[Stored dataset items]
%%

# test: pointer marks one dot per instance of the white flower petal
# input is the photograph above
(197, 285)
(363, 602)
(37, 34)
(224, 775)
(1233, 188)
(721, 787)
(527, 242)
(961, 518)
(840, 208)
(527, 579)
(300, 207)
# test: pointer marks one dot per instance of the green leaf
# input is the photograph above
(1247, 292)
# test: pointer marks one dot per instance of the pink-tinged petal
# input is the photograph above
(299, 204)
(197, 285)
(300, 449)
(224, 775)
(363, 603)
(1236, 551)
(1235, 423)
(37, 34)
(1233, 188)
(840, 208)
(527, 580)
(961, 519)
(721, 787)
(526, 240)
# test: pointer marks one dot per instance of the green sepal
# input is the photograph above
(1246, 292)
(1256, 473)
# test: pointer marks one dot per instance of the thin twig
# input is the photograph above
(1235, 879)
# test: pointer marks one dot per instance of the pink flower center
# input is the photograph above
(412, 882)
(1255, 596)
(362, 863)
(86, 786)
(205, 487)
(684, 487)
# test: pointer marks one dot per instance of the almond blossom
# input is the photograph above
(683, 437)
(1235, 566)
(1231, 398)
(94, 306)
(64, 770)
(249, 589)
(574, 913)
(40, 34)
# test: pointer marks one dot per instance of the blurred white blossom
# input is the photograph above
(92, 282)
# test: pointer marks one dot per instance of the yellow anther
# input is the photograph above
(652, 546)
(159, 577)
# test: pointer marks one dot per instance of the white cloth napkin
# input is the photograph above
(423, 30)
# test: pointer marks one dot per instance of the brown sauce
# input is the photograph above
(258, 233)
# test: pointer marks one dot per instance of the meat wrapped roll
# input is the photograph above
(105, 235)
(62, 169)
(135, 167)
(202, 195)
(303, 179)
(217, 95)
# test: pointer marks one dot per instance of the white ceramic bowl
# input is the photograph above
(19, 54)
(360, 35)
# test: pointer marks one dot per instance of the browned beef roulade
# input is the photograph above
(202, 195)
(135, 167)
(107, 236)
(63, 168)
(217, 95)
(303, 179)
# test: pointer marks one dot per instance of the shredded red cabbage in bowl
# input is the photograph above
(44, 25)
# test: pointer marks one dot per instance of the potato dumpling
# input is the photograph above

%%

TASK: Once you find the line containing "# test: pointer marks one dot per instance of the yellow", copy it and every line after it through the end of the records, exactly as they stand.

OUTPUT:
# test: pointer marks one dot per instance of the yellow anther
# input is the photograph above
(652, 546)
(159, 577)
# test: pointer marks one dot per instance of the white cloth napkin
# input is the photograph above
(423, 30)
# test: pointer marks one dot per instance of the brown sauce
# input is the photograph above
(258, 233)
# test: pointer marks one dot per instance of the meat wrapped roll
# input is the photograph above
(105, 235)
(62, 169)
(135, 167)
(202, 195)
(303, 179)
(217, 95)
# test: pointer marks one dot per instance of the white ceramic bowl
# input is the photograph above
(19, 54)
(360, 35)
# test: pointer marks one dot per instance of the browned beef roulade
# input is the photograph above
(202, 195)
(135, 167)
(107, 236)
(63, 168)
(217, 95)
(303, 179)
# test: pointer marks one dot per instance of the shredded red cabbage in bowl
# input is the photograph above
(44, 25)
# test: pointer marks one dot per instance of the potato dumpling
# input is the photograph above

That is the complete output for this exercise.